>> begin DATA EXCERPTS

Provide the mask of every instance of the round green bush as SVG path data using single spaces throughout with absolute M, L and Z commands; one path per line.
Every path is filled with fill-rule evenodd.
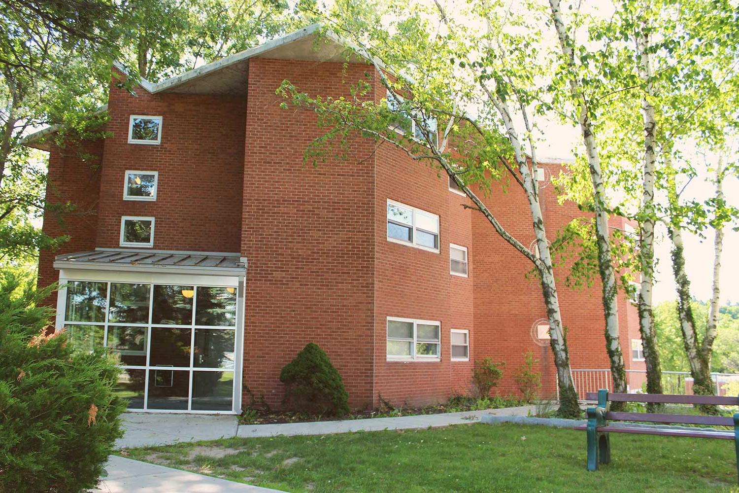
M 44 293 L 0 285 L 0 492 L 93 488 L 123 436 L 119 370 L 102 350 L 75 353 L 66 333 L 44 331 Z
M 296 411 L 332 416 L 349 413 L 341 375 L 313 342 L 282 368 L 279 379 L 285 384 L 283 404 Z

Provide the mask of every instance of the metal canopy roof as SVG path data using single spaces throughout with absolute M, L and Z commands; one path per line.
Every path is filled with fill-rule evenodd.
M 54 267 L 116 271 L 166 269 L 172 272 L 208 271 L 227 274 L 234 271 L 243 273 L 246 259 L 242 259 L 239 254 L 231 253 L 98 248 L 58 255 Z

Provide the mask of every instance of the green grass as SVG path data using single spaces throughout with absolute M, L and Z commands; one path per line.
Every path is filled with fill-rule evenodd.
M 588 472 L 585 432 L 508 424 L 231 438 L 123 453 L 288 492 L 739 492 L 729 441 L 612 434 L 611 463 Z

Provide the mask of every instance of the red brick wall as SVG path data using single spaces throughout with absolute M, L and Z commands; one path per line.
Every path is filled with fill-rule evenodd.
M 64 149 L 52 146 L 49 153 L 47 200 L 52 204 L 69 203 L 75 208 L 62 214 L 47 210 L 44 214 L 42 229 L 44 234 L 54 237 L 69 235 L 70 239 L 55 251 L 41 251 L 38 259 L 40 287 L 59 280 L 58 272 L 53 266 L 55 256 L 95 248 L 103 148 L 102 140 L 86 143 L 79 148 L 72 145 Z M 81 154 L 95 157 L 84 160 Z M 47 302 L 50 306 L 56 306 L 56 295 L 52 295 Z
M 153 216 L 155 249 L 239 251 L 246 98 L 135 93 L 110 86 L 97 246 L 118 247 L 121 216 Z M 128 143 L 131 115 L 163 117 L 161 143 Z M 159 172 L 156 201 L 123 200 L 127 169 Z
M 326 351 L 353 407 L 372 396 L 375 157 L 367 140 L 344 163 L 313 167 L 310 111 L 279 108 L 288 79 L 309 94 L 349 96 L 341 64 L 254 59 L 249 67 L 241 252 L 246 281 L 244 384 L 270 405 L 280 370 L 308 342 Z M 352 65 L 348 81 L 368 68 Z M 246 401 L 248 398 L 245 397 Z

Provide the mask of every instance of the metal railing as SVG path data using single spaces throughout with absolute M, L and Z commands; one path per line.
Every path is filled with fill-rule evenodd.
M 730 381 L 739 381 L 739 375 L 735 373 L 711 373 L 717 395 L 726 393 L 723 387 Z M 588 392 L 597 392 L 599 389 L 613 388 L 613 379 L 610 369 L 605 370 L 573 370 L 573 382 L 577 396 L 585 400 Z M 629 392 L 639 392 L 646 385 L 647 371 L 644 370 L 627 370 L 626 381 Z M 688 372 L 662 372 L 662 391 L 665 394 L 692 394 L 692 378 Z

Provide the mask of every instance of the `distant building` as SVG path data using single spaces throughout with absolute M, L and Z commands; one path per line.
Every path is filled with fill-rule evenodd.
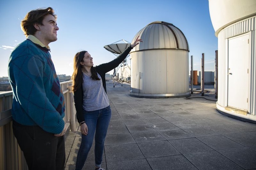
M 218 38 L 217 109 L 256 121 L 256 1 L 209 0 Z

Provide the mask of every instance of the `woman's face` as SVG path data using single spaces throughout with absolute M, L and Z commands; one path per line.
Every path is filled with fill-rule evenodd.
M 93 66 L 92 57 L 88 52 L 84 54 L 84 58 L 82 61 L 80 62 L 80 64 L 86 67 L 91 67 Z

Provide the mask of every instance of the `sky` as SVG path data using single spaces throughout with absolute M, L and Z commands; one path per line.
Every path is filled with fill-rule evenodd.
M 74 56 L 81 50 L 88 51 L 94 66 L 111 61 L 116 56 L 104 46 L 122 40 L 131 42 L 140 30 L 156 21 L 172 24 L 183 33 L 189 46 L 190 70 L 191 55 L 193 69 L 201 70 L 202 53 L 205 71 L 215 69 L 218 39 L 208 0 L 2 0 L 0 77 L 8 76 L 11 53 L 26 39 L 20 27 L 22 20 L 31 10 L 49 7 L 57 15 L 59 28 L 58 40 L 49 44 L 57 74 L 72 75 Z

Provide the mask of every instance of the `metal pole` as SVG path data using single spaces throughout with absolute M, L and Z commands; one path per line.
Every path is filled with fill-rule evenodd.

>> end DATA EXCERPTS

→ **WHAT YOU HAVE TO DO**:
Output all of the entries verbatim, leaving out any images.

→ **THE ANSWER**:
Provide the mask of every instance of the round green bush as SVG path data using single spaces throughout with absolute M, L and Z commands; one path per line.
Every path is filled with fill-rule evenodd.
M 44 293 L 0 285 L 0 492 L 93 488 L 123 436 L 119 370 L 102 350 L 75 353 L 66 333 L 44 331 Z
M 296 411 L 332 416 L 349 413 L 341 375 L 313 342 L 282 368 L 279 379 L 285 384 L 283 404 Z

Provide the mask of every instance of the metal canopy roof as SVG path data using single spaces throughout with absolute M, L and Z commands; one path per line.
Every path is filled with fill-rule evenodd.
M 54 267 L 116 271 L 166 269 L 172 272 L 208 271 L 227 274 L 234 271 L 243 273 L 246 259 L 242 259 L 239 254 L 231 253 L 98 248 L 58 255 Z

Provide the mask of every instance of the green grass as SVG path data using single spaces throughout with absolute M, L and Z commands; one path per line.
Every path is filled with fill-rule evenodd.
M 588 472 L 585 432 L 508 424 L 231 438 L 123 453 L 288 492 L 739 492 L 729 441 L 612 434 L 611 463 Z

Provide the mask of every instance of the red brick wall as SVG path data using single spaces throughout with absolute M, L and Z commands; one path per line.
Every path is filled with fill-rule evenodd.
M 64 149 L 52 146 L 49 153 L 47 200 L 52 204 L 69 203 L 75 208 L 62 214 L 47 210 L 44 214 L 42 229 L 44 234 L 54 237 L 69 235 L 70 239 L 55 251 L 41 251 L 38 259 L 40 287 L 59 280 L 58 272 L 53 266 L 55 256 L 95 248 L 103 148 L 102 140 L 86 143 L 79 148 L 72 145 Z M 81 154 L 95 157 L 84 160 Z M 47 302 L 50 306 L 56 306 L 56 295 L 52 295 Z
M 153 216 L 155 249 L 239 251 L 246 98 L 135 93 L 110 86 L 97 246 L 118 247 L 121 216 Z M 128 143 L 131 115 L 163 117 L 161 143 Z M 159 172 L 156 201 L 123 200 L 127 169 Z
M 326 351 L 353 407 L 372 396 L 375 157 L 367 140 L 344 163 L 313 167 L 310 111 L 279 108 L 288 79 L 309 94 L 349 96 L 341 64 L 254 59 L 249 67 L 241 252 L 246 281 L 244 384 L 270 405 L 280 370 L 308 342 Z M 352 65 L 348 81 L 368 68 Z M 246 401 L 248 398 L 245 397 Z

Provide the mask of every instance of the metal railing as SVG path data using single spaces throughout with absolute M, L and Z commands; one path per line.
Every path is filled with fill-rule evenodd.
M 730 381 L 739 381 L 739 375 L 735 373 L 711 373 L 717 395 L 726 393 L 723 387 Z M 588 392 L 597 392 L 599 389 L 613 388 L 613 379 L 610 369 L 605 370 L 573 370 L 573 382 L 577 396 L 585 400 Z M 629 392 L 639 392 L 646 385 L 647 371 L 644 370 L 627 370 L 626 381 Z M 688 372 L 662 372 L 662 391 L 665 394 L 692 394 L 692 378 Z

Provide the mask of every instance of the `distant building` as SVG path data using single spaces throughout with absolute M, L and Z commands; one path per line.
Every path is filled with fill-rule evenodd.
M 218 38 L 217 109 L 256 121 L 256 1 L 209 0 Z

Provide the mask of every instance of the `woman's face` as SVG path data using single spaces throughout with absolute M, L and Z commands; one path per line.
Every path is filled with fill-rule evenodd.
M 93 66 L 92 57 L 88 52 L 84 54 L 84 58 L 82 61 L 80 62 L 80 64 L 86 67 L 91 67 Z

Provide the mask of every instance of the `sky` as SVG path data using single spaces throughout with absolute M, L and Z commands; one path per line.
Every path is filled with fill-rule evenodd.
M 74 56 L 81 50 L 88 51 L 94 66 L 111 61 L 116 56 L 104 46 L 122 40 L 131 42 L 140 30 L 156 21 L 172 24 L 183 33 L 189 46 L 190 70 L 191 55 L 193 69 L 201 70 L 202 53 L 205 71 L 215 69 L 218 39 L 208 0 L 2 0 L 0 77 L 8 76 L 11 53 L 26 39 L 20 27 L 22 20 L 31 10 L 49 7 L 57 15 L 59 28 L 58 40 L 49 44 L 57 74 L 72 75 Z

Provide the mask of every instance of the `metal pole` as SVG path data using single spaces throughout with absolute M, L and Z commands; one path per line.
Every path is filled with fill-rule evenodd.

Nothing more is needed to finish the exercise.